*EXERCISE PROMPT*
Could each entry below be printed again exactly as given?

Records from a dataset:
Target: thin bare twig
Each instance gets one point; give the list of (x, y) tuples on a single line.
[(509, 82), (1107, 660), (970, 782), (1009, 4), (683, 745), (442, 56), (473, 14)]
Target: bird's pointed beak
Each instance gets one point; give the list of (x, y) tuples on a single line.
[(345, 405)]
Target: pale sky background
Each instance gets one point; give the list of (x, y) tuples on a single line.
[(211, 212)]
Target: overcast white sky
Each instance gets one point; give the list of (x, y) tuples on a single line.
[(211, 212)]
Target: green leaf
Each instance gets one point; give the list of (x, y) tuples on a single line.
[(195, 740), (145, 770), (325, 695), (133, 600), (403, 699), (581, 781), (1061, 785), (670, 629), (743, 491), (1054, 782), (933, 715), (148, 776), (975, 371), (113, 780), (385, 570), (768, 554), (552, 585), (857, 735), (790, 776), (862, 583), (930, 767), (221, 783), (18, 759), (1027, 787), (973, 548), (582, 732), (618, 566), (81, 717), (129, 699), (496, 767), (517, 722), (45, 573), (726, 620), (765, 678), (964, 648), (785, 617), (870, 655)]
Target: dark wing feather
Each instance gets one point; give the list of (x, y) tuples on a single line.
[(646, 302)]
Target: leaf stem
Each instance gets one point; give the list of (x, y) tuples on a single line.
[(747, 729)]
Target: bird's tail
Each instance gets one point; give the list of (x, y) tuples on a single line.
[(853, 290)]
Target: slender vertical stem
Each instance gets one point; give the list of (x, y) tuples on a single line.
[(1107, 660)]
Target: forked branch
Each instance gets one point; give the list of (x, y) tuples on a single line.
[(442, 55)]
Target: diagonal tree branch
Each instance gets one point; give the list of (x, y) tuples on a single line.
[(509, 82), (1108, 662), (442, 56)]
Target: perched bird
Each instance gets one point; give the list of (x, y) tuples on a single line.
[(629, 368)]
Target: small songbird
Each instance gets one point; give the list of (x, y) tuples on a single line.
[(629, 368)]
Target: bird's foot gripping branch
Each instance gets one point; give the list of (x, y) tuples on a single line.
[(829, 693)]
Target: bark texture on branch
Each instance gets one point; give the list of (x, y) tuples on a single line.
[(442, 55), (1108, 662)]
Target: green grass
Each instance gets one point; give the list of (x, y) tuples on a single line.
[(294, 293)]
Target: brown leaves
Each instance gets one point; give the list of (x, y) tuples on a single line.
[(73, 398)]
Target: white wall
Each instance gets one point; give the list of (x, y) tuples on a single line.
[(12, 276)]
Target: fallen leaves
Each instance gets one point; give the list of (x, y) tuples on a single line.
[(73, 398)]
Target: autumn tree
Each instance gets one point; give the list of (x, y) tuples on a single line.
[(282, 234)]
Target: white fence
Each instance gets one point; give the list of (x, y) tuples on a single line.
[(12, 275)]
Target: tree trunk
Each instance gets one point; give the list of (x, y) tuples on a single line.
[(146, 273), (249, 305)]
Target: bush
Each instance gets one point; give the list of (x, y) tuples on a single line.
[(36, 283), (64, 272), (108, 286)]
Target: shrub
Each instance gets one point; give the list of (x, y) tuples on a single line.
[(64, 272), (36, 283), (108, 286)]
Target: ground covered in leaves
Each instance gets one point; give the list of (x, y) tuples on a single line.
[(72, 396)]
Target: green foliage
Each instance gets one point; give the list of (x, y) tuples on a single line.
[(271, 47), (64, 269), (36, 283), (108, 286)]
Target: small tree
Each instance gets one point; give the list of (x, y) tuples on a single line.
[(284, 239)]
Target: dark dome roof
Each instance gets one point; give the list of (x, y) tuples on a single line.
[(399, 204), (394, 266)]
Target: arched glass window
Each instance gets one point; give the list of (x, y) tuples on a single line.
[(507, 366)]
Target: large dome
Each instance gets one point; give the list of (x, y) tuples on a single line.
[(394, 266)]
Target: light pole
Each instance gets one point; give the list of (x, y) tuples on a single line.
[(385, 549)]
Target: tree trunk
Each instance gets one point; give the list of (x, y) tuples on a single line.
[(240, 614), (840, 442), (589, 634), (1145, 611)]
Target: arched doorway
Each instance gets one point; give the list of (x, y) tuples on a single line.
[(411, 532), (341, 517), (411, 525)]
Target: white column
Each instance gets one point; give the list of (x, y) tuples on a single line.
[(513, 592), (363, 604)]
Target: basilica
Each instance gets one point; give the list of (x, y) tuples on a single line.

*RESPONSE FOR THIS EXERCISE*
Target: thin bare twig
Each instance gets one point; give the list of (x, y) tuples on a single line.
[(509, 82), (1107, 660), (970, 782), (1009, 4), (683, 745), (442, 56), (473, 14)]
Target: bird's pointed beak
Each instance gets one point; give the list of (x, y) tuples on a single line.
[(345, 405)]
Target: pale sky background
Each instance gets one point; give the list of (x, y) tuples on a single line.
[(211, 212)]
Target: overcast white sky
Each instance gets one point; give the list of (x, y) tuples on a single line.
[(211, 212)]
Target: green leaf
Each instance gets one point; give the list of (x, y) tuples on a single line.
[(195, 740), (145, 770), (325, 695), (133, 600), (403, 699), (581, 781), (1061, 785), (670, 629), (743, 491), (1054, 782), (933, 715), (148, 776), (975, 371), (113, 780), (385, 570), (768, 554), (552, 585), (857, 735), (790, 776), (862, 583), (930, 767), (221, 783), (18, 759), (1027, 787), (973, 548), (582, 732), (618, 566), (81, 717), (129, 699), (496, 767), (517, 722), (45, 573), (726, 620), (765, 678), (964, 648), (785, 617), (870, 655)]
Target: dark wing feather
Each instance gets one point; give the list of (x, y) tuples on a single line.
[(646, 302)]
Target: leaf stem
Each instance gets one point; give the list of (x, y) tuples on a single line.
[(747, 729)]
Target: bird's tail
Each instance gets one point; give the list of (x, y) tuples on a single line.
[(853, 290)]
Target: slender vertical stem
Each instance gets one point; give the list of (x, y) tuples on a single line.
[(1107, 660)]
Target: forked branch
Each instance gets one point; give the list of (x, y) tuples on a single line.
[(442, 55)]
Target: diagonal tree branch
Each instance gets one point; give the list of (x, y) tuples on a single line.
[(509, 82), (1108, 662), (442, 56)]
Target: perched bird
Each instance gets one point; give the list of (x, y) tuples on a single line.
[(629, 368)]
Target: small songbird
Each instance gets one point; give the list of (x, y) tuples on a single line.
[(629, 368)]
Target: bird's foot gripping branch
Each instance gets one point; give the list of (x, y) tuples on a single line.
[(829, 693)]
Target: bark texture on branch
Each instance gets one point; give the list of (x, y) tuples on a single line.
[(442, 55), (1108, 662)]
Target: green grass
Each instance gets one point; give the list of (x, y) tuples on a single line.
[(294, 293)]
Target: brown leaves
Each instance gets one point; give the list of (x, y) tuples on a single line.
[(73, 398)]
Target: white wall
Each instance gets one point; give the list of (x, y) tuples on a single line.
[(12, 276)]
Target: fallen leaves
Each instance gets one point; give the list of (x, y) tuples on a single line.
[(73, 398)]
Target: autumn tree
Each instance gets one point; give the list of (x, y) tuples on a single line.
[(282, 234)]
Target: white fence
Each instance gets one point; give the list of (x, y) tuples on a single line.
[(12, 275)]
Target: tree trunk
Each instance gets one point; give the list of (x, y) tuples on a single line.
[(146, 273), (249, 305)]
Target: bush
Each instance gets one point; give the list of (x, y) tuples on a single line.
[(36, 283), (64, 272), (108, 286)]
Target: shrub
Each instance gets one point; give the list of (x, y) tuples on a single line.
[(64, 272), (36, 283), (108, 286)]
Target: ground covered in leaves
Each instance gets one point; give the list of (x, y) tuples on a single line.
[(72, 396)]
Target: green foliage
Each instance gets one point; give the list of (x, y) tuples on a single line.
[(271, 47), (64, 269), (36, 283), (108, 286)]
Target: small tree
Each instance gets one point; give the list of (x, y) tuples on a single line.
[(284, 239)]
Target: dark dome roof
Each instance gets one point; give the list of (x, y) tuples on a single line.
[(399, 204), (394, 266)]
Target: arched glass window
Each instance gets one point; give the list of (x, y) tuples on a single line.
[(507, 366)]
Target: large dome
Each instance gets one point; give the list of (x, y) tuples on a single line.
[(394, 266)]
Target: light pole
Each instance gets one point; give the list of (x, y) tuples on a single line.
[(385, 549)]
Target: tree trunk
Each instance gets one point; give the list of (x, y) tuples on a single line.
[(240, 614), (840, 442), (589, 634), (1145, 611)]
Target: arched doorway
Each instance gets one point; give the list of (x, y) tuples on a single line.
[(411, 532), (341, 517), (411, 525)]
Target: white column
Each instance gets one point; give the list of (x, y) tuples on a single line.
[(513, 592), (363, 604)]
Target: basilica
Each instance gets one point; give the list of (x, y) tuples on a single line.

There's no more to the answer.